● **Exercise**: Copy out every line of the records that contains the word "canal".

● **Exercise input**:
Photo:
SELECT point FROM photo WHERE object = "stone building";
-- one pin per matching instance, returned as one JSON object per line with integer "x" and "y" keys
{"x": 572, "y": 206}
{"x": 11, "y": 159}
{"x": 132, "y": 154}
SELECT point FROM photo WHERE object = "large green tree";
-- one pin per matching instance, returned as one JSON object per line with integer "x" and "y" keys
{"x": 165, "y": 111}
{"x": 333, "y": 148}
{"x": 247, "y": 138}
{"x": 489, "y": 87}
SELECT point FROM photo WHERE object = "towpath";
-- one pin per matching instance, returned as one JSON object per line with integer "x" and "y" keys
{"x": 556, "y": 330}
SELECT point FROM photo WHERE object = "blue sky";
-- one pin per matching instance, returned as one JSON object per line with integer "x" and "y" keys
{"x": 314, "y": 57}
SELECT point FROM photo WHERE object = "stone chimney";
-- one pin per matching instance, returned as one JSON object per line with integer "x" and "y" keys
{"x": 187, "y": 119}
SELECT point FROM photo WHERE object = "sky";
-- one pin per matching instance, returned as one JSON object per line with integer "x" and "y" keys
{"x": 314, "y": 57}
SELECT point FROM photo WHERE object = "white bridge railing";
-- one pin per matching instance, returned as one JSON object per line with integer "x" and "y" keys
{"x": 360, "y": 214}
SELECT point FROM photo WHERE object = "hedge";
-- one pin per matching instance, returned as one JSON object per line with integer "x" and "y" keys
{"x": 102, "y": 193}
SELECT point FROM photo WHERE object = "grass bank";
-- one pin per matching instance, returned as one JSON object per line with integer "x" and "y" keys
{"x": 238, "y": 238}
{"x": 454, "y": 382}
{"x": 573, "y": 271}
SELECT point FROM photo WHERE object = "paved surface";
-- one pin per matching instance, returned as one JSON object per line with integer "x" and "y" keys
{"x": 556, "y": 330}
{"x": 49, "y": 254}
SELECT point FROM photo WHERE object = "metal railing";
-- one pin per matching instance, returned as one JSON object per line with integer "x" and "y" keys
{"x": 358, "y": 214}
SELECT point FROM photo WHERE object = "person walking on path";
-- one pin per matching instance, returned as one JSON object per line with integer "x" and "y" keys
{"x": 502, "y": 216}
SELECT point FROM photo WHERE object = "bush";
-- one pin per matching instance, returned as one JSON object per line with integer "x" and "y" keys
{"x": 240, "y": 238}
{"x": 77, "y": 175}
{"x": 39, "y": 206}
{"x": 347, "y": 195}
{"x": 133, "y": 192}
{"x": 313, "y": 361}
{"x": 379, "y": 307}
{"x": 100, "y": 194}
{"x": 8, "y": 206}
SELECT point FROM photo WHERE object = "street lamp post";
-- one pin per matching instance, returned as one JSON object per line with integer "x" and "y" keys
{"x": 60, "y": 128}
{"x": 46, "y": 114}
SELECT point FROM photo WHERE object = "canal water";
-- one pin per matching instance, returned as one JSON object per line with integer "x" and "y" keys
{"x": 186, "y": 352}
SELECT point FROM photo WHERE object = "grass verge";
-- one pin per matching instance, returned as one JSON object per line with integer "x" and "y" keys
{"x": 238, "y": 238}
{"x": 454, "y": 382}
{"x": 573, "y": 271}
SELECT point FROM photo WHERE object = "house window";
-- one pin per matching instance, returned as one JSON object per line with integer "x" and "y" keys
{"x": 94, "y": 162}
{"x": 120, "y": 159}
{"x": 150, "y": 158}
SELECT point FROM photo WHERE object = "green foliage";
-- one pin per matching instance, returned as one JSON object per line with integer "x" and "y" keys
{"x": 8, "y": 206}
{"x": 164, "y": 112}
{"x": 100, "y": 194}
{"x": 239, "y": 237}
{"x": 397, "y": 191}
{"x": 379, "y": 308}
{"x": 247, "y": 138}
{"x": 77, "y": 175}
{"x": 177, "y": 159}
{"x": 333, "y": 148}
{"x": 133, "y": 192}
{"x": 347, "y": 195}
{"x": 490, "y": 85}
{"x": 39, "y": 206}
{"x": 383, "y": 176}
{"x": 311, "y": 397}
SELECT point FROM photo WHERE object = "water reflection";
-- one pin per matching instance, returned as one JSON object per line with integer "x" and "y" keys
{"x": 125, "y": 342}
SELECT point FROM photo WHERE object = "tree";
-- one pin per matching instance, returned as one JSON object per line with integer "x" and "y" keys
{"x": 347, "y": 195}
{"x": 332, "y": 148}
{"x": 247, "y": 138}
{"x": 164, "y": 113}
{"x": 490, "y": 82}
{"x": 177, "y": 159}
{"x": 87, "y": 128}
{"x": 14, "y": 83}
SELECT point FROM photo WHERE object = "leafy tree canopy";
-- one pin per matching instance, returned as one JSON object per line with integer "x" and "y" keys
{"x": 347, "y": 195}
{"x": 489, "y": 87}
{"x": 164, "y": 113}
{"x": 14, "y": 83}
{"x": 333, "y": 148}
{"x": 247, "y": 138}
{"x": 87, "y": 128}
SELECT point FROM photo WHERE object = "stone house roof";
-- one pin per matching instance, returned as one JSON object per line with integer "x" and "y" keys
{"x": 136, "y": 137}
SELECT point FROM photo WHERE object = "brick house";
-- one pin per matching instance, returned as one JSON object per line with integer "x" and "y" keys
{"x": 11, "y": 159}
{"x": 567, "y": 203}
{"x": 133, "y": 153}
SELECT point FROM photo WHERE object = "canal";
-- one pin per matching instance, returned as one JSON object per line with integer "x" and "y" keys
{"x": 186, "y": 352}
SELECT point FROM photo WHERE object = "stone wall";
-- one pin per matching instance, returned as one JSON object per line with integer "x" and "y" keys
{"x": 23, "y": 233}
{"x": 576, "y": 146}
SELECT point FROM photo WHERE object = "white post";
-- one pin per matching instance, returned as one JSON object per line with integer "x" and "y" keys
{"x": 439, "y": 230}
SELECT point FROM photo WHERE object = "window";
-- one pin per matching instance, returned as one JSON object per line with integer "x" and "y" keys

● **Task answer**:
SELECT point FROM photo WHERE object = "canal water";
SELECT point FROM photo WHERE object = "canal";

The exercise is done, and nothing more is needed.